Request — Copy without changes everything from the line containing "Produce, for each" down to the line containing "negative clicks: (1282, 326)", including both of those lines.
━━━ Data ━━━
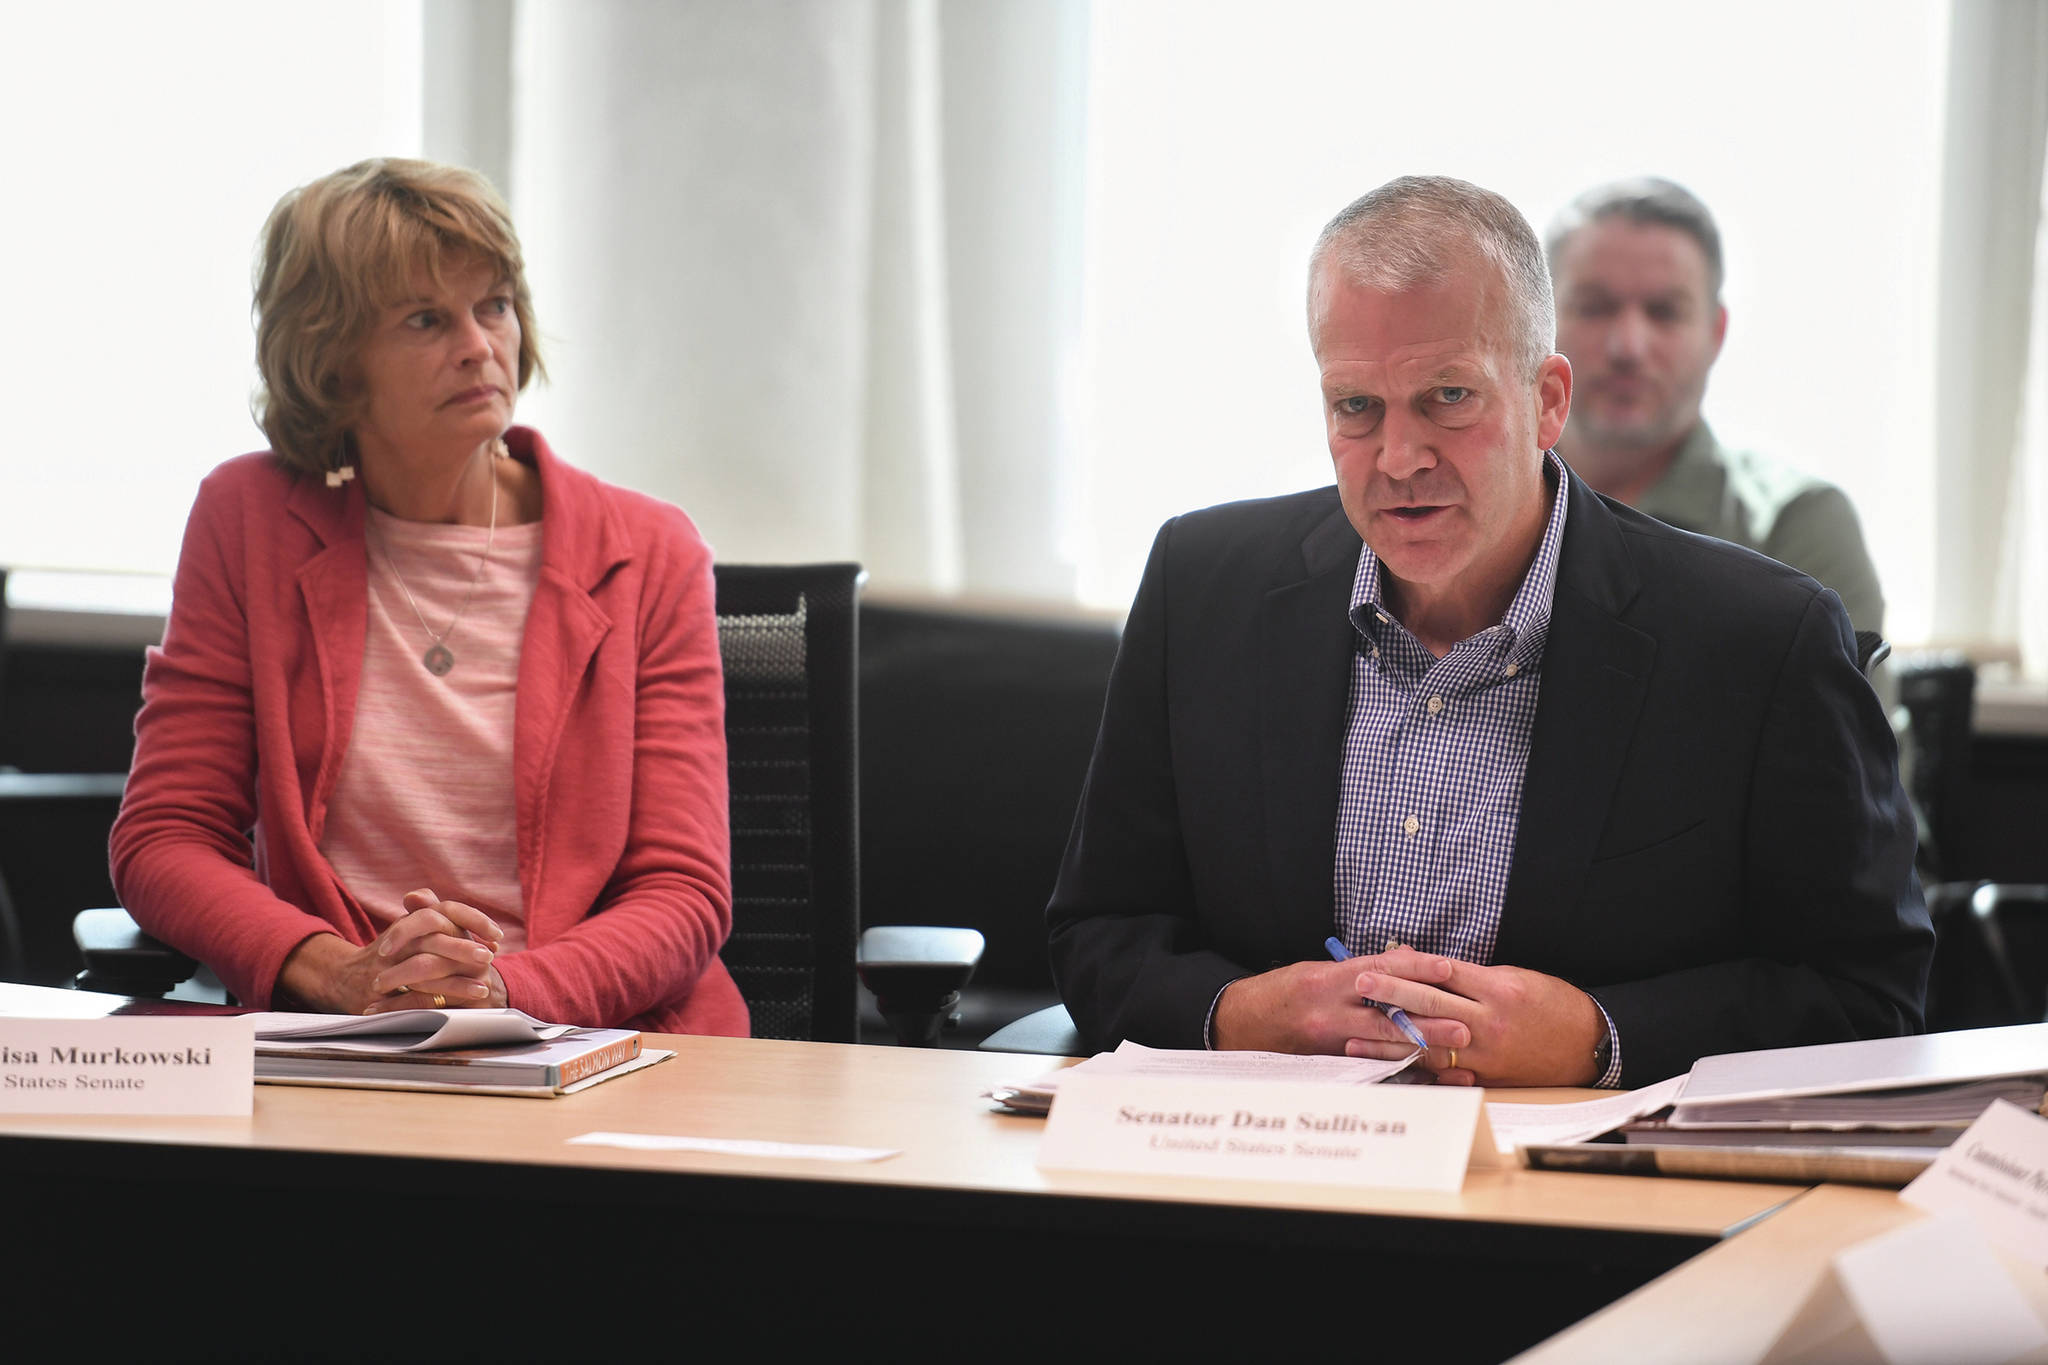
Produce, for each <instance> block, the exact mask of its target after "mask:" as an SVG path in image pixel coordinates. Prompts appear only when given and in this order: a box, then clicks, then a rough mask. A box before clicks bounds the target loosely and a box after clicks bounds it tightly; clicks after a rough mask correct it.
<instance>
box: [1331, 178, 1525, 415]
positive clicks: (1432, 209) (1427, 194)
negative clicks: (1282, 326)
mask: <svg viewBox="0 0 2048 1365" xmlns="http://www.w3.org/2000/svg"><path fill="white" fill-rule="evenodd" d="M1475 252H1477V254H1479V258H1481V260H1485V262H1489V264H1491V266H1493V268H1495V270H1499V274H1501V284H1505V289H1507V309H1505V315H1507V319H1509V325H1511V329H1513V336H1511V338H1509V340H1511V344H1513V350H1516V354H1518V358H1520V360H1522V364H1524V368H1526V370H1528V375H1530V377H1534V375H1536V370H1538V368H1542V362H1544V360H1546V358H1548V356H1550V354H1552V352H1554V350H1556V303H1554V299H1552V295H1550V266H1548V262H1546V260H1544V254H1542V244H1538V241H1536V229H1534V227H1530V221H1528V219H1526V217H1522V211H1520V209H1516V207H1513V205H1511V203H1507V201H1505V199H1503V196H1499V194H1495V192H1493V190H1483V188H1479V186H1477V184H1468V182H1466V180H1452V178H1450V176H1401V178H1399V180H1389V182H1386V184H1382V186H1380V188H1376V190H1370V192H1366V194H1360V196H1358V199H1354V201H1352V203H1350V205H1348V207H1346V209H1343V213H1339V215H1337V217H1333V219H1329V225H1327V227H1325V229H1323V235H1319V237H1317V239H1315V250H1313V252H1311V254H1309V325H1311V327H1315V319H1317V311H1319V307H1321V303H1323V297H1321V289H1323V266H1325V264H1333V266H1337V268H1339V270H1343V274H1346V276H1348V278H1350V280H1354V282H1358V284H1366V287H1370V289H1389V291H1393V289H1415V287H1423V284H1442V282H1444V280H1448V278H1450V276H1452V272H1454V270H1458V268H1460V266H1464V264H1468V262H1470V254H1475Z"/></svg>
━━━
━━━ Data ━━━
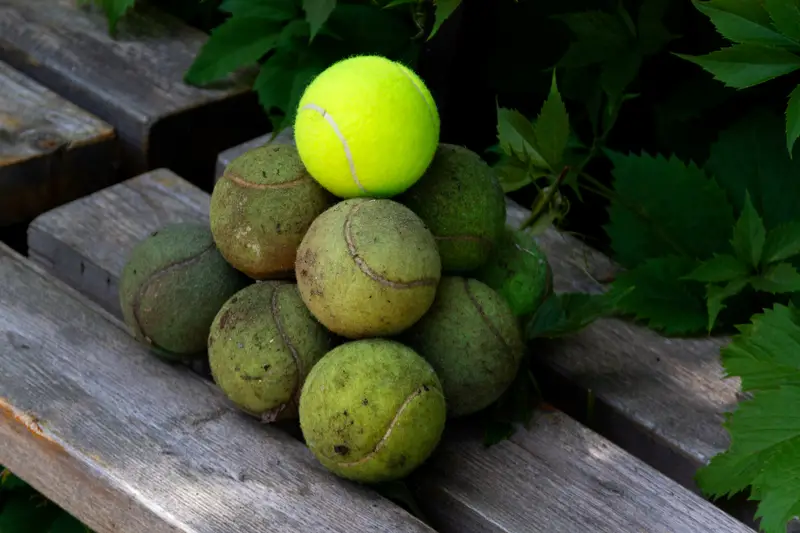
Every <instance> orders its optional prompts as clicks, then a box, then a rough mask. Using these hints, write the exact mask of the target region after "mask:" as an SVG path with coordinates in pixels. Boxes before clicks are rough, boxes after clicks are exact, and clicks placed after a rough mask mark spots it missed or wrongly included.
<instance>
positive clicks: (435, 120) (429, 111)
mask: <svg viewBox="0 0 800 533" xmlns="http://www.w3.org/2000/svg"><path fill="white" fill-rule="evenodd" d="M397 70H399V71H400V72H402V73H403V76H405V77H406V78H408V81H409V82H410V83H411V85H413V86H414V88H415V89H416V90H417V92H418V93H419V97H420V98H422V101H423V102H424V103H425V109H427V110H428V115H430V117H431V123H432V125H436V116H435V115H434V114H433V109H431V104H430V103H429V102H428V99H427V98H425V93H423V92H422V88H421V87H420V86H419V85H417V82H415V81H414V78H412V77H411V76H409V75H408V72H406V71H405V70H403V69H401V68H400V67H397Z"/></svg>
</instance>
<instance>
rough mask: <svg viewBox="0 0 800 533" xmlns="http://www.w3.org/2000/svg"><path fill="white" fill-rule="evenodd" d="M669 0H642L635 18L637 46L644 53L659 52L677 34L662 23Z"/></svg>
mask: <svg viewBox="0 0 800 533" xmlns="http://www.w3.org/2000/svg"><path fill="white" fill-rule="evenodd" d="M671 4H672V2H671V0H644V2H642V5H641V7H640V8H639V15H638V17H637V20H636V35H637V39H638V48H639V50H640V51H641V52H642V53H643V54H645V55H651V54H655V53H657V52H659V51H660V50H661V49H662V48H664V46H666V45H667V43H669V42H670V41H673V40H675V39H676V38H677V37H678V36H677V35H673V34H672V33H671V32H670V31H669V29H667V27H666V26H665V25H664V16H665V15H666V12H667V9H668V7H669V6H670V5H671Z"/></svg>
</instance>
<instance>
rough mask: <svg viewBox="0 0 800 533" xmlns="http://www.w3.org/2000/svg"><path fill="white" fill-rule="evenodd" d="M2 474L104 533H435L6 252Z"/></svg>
━━━
Response area —
Produce, for each <instance> block, the exact mask of its target after "mask:" as an SVG path in image pixel coordinates. Prompts appear only when given and in this order: a box, then clicks, then a rough mask. A box before clicks bounds the target loosely and a box after clicks bounds it tightly; clicks after a rough mask correct it.
<instance>
box: [1331, 178, 1525, 415]
positive clicks: (1432, 209) (1427, 194)
negative clicks: (1282, 326)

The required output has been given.